• **The request**
Reproduce exactly the lines from the one containing "indicate the ferrari" through the last line of the data, both ends included.

[Records from a dataset]
——
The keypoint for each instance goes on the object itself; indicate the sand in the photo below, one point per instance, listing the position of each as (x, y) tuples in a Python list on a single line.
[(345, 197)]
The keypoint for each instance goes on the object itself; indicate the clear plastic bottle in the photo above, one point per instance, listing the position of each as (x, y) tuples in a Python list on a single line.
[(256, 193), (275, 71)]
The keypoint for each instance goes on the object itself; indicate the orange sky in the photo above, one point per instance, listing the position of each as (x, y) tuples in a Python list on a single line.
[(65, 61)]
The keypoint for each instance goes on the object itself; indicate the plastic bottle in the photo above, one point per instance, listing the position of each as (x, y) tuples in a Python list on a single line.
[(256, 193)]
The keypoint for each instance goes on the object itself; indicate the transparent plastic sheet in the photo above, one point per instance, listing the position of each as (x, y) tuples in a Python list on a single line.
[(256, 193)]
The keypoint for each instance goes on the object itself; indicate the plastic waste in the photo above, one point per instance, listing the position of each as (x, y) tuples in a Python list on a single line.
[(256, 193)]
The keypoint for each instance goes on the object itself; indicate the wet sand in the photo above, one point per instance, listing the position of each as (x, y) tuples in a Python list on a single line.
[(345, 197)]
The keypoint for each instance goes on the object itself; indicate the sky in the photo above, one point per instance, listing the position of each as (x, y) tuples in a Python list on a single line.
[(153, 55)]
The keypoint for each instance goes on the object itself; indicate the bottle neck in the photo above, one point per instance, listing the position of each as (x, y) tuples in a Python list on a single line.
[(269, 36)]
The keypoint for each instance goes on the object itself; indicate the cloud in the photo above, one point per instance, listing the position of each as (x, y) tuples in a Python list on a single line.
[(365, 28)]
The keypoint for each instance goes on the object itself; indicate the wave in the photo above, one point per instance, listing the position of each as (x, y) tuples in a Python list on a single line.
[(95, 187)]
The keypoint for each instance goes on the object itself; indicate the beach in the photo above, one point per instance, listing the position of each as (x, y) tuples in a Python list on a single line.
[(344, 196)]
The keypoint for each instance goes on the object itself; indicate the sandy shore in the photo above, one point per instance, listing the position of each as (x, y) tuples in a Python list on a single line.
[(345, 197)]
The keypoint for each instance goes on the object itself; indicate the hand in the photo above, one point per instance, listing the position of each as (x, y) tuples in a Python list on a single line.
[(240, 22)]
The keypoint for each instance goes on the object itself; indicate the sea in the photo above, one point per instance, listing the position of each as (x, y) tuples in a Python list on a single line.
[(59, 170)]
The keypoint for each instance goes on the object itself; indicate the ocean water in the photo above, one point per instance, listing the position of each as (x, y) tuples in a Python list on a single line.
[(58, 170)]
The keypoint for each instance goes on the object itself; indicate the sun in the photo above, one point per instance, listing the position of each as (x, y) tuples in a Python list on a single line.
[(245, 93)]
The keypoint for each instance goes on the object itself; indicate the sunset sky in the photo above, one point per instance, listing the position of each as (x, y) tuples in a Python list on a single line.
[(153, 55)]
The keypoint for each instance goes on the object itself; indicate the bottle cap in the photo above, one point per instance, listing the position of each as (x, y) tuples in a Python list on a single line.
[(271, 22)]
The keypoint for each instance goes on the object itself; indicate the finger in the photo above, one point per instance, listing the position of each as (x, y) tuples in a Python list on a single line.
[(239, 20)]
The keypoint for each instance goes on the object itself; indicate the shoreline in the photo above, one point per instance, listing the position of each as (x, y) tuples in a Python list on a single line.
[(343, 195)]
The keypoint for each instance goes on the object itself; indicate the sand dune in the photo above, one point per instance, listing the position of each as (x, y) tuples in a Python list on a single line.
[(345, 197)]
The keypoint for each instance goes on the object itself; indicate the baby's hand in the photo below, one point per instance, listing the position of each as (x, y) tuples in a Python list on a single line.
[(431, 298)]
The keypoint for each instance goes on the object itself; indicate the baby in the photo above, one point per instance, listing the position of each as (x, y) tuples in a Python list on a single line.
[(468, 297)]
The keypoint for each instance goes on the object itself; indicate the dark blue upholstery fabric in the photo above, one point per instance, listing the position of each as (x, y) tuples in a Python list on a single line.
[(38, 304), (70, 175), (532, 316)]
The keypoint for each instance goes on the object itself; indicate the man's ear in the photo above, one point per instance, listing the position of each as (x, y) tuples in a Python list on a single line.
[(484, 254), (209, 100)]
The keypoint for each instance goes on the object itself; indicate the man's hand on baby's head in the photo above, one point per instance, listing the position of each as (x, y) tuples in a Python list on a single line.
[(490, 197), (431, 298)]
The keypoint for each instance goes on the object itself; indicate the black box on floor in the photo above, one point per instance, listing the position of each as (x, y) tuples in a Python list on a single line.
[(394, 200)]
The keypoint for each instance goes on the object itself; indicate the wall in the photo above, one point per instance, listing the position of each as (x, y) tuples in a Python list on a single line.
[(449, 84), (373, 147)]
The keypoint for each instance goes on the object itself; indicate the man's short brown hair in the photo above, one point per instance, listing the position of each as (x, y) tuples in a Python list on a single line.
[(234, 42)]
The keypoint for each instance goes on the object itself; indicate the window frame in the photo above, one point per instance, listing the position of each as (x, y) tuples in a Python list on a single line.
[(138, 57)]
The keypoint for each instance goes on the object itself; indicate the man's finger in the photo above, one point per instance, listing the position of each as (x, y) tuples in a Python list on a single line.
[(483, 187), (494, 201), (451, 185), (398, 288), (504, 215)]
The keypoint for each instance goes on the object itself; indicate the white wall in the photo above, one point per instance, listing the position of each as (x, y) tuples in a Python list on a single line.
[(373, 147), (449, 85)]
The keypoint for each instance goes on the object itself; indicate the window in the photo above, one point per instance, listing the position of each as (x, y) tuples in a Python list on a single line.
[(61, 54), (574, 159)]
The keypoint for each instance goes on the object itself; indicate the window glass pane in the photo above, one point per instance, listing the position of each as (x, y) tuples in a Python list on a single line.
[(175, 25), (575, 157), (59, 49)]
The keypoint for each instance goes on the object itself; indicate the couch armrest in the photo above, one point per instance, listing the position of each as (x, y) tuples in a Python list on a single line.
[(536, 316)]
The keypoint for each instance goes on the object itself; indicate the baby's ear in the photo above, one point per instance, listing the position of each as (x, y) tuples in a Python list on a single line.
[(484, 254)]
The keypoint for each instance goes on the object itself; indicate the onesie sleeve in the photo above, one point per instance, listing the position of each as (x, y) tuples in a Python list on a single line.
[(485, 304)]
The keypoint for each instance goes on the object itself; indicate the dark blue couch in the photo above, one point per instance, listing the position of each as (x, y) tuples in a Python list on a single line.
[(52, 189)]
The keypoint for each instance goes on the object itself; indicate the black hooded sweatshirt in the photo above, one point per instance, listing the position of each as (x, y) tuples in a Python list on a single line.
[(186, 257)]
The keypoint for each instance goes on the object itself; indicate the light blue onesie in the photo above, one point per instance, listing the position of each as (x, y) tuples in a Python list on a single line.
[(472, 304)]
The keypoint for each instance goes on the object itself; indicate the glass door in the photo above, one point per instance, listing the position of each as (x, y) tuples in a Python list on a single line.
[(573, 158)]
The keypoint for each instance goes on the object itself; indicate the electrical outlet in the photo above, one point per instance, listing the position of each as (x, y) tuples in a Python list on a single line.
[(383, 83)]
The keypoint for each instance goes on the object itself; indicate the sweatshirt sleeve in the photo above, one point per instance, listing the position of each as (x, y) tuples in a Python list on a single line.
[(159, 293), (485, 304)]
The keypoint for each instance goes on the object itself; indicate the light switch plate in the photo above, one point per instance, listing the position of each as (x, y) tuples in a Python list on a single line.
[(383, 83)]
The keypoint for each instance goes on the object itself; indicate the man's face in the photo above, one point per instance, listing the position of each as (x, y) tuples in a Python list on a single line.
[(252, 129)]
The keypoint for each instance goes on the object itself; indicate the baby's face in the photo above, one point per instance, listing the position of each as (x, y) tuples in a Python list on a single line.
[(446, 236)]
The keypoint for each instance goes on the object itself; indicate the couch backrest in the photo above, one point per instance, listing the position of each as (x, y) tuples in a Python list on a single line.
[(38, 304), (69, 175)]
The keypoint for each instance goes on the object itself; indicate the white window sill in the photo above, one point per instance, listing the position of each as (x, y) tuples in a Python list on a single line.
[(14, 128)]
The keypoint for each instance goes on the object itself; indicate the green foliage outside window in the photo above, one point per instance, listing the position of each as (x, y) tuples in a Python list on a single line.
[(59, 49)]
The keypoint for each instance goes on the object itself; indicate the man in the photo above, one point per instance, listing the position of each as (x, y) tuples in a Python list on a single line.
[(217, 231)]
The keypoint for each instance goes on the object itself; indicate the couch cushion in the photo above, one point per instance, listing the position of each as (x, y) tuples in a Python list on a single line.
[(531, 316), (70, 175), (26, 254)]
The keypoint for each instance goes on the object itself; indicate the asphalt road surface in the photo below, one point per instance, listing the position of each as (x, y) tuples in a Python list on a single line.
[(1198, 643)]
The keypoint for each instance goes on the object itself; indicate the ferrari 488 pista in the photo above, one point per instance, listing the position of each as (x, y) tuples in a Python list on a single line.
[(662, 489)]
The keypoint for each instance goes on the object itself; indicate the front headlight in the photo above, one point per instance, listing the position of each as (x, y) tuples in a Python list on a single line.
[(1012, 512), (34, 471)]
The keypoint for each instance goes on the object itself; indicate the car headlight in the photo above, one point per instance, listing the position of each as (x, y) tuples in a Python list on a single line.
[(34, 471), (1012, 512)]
——
• **Final result**
The keypoint for each instance goes on the object itself; indicate the ferrari 488 pista in the photo above, one point per instance, listing the position of each as (x, y) tuples in a Python list on a single line.
[(662, 489)]
The keypoint for each instance goes on the object itself; indicate the front headlight in the photo above, one point per instance, listing the position of each as (x, y) tuples in a Python list on a single line.
[(1012, 512), (34, 471)]
The keypoint for each instance goes on the object itself; indicate the car headlight in the photo above, one point per instance, listing the position of each as (x, y) tuples in a Python list on a single line.
[(34, 471), (1012, 512)]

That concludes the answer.